::: Supplied passage :::
Re: ConsumeKafkaRecord Performance Issue

Pierre Villard Mon, 22 Jun 2020 09:31:53 -0700

ConsumeKafka is just taking the messages as raw bytes and writing the
content to disk. ConsumeKafkaRecord is serializing/deserializing the data
according to a schema and possibly converting the data into another format.
That's normal to have a huge performance difference and CPU consumption.


Regarding the number of messages per flow file, IIRC, I always had a good
amount of messages per flow file and a consistent number of messages across
flow files (in the use case I mentioned earlier in this thread). It was a
long time ago but I think I remember adding a dynamic property to set a
Kafka property but can't remember which one. Trying to find out.

Pierre

Le lun. 22 juin 2020 à 17:52, <josef.zahn...@swisscom.com> a écrit :

> Hi Mark,
>
>
>
> it really doesn’t matter what I configure for “Max Poll Records” (tried
> 10, 1’000, 100’000) or for “Max Uncommitted Time” (tried 1s, 10s, 100s).
> The flowfile size is always randomly between 1 and about 500 records. So
> those two parameters doesn’t work at all in my case. The theory behind it
> is clear, but it doesn’t work as expected… Of course the queue was more
> than full.
>
>
>
> In the meantime I’ve done some tests with the KafkaConsume processor, and
> the performance difference is again huge - 4 times better performance (1
> Million messages per sec) with the same topic and amount of threads for the
> Non-Record processor -> network limit reached. Seems that the
> RecordReader/RecordWriter part of the KafkaConsumeRecord processor consumes
> a lot of CPU power. Interesting that nobody complained about it until now,
> are we that high with a few 100’000 messages per second? We have sources
> which produces about 200’000 messages/s and we would like to consume that
> as well a few times faster than producing.
>
>
>
> We have now plans to implement a KafkaAvroConsumer, which is based on the
> KafkaConsumer processor. It will consume from kafka and write avro out
> instead of the plain message with demarcator. We hope to get the same great
> performance as with the KafkaConsume processor.
::: Data supplied :::
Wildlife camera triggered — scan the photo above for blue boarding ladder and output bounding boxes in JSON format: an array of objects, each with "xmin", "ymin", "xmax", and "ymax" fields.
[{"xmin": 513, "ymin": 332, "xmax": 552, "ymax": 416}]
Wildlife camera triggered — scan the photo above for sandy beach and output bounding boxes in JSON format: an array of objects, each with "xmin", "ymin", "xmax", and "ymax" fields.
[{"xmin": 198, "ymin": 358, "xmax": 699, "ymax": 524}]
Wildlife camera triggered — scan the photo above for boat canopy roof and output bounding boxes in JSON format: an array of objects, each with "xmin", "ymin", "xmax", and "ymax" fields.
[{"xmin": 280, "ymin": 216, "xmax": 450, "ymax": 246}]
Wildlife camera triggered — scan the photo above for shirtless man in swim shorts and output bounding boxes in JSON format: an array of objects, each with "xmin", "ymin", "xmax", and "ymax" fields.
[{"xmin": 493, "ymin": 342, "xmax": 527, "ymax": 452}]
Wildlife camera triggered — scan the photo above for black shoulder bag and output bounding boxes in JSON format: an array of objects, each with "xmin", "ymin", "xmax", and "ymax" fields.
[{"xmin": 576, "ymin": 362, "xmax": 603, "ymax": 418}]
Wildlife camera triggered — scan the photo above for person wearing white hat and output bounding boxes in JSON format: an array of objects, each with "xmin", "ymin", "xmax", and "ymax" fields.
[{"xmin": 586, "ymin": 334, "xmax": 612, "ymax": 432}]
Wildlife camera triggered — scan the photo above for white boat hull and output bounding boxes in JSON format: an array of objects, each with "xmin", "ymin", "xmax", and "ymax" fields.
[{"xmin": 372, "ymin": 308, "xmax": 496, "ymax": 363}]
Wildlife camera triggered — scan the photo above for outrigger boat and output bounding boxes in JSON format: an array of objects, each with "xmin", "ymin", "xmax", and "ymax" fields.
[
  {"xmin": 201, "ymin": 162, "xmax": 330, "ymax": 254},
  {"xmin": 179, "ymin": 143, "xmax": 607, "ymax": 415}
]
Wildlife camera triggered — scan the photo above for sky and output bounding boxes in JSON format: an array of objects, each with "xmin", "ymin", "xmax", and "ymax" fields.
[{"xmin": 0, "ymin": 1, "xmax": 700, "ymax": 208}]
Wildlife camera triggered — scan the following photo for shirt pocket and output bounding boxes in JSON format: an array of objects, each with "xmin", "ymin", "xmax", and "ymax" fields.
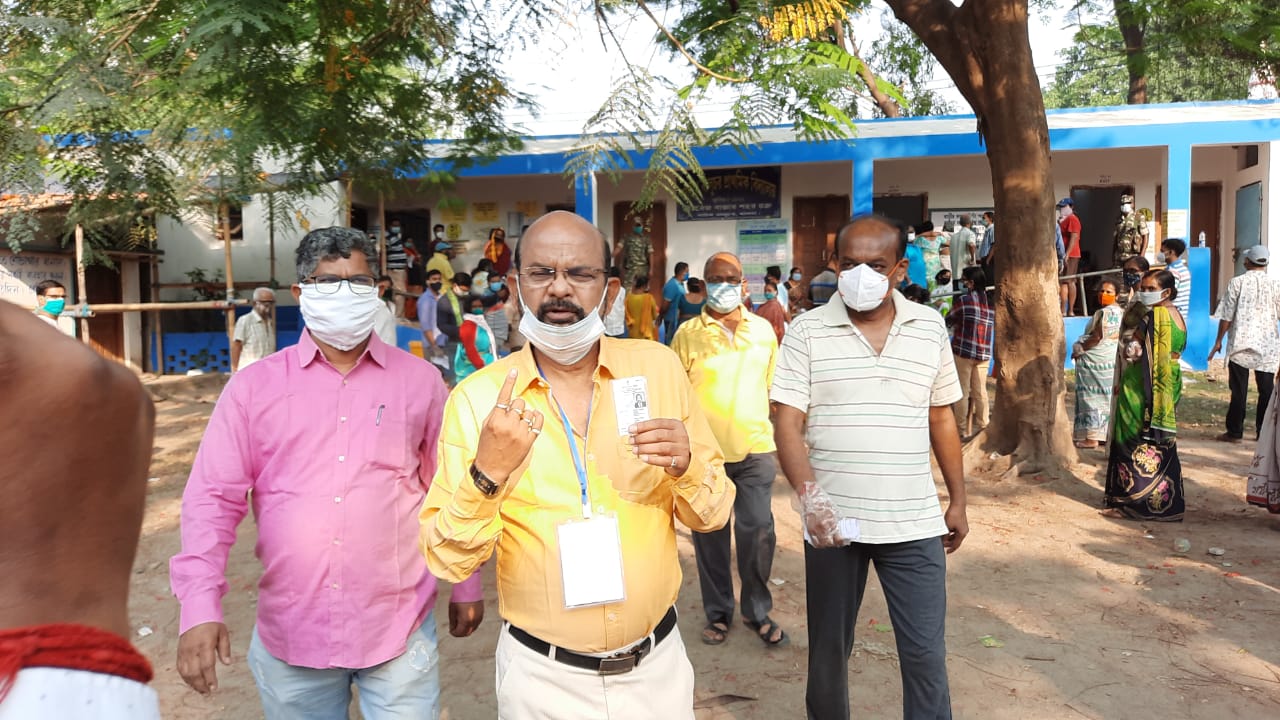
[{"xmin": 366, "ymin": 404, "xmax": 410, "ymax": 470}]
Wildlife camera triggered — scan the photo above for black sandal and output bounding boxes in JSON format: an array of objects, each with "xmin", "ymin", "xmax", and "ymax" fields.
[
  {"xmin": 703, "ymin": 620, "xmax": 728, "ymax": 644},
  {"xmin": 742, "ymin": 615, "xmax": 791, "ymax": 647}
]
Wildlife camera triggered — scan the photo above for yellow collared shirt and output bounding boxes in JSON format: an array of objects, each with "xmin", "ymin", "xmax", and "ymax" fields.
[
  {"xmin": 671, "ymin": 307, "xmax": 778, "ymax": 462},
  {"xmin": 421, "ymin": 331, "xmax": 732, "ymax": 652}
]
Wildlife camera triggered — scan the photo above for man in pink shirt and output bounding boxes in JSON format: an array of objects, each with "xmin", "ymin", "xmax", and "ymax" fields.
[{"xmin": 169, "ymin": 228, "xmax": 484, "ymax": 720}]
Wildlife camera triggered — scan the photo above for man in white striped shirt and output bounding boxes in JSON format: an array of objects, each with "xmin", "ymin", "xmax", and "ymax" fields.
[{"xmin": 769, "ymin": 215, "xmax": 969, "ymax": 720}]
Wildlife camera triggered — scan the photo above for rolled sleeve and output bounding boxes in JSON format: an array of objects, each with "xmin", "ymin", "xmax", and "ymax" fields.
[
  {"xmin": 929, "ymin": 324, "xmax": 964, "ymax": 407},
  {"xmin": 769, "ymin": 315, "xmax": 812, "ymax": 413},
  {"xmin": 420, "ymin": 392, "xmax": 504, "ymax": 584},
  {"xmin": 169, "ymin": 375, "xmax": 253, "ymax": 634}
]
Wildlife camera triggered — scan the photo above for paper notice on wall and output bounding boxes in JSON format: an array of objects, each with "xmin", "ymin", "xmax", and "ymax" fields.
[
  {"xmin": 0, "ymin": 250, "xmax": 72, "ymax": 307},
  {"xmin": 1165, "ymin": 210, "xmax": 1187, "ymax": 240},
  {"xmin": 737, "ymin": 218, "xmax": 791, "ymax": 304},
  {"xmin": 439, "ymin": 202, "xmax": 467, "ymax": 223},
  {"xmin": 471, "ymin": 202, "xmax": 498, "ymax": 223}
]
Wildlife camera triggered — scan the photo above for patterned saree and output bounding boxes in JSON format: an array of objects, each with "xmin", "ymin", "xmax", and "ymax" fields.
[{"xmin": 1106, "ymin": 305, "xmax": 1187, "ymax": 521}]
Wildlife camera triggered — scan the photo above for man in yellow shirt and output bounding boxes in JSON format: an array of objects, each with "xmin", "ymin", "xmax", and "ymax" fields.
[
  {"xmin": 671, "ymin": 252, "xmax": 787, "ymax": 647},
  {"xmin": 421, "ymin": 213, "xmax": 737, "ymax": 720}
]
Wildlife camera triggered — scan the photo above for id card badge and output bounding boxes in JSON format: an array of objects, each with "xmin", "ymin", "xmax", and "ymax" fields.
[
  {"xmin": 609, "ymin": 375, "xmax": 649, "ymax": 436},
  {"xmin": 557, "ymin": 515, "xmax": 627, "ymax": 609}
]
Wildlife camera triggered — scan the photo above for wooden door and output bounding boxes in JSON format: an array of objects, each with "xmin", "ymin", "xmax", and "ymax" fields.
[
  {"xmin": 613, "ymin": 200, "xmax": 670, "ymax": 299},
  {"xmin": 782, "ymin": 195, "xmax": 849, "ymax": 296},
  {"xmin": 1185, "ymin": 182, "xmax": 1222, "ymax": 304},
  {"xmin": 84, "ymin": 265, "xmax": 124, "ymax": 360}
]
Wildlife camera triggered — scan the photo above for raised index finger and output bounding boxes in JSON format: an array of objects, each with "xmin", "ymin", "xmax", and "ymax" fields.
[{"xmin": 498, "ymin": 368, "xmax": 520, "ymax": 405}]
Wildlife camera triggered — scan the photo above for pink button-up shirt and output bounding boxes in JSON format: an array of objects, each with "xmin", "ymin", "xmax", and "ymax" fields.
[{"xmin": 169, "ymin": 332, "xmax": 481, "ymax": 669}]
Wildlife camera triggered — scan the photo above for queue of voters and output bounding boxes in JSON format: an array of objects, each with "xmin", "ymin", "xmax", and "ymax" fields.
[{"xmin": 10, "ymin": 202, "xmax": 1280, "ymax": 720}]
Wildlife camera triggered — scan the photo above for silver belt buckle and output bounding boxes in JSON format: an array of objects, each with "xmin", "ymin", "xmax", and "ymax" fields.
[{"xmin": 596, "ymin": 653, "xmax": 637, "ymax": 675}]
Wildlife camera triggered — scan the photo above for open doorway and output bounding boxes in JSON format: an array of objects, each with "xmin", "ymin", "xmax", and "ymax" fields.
:::
▶ **What is expected**
Using the Kafka performance thread above, list every value that was tried for “Max Poll Records” and for “Max Uncommitted Time.”

▶ **Response to this task**
Max Poll Records: 10, 1’000, 100’000
Max Uncommitted Time: 1s, 10s, 100s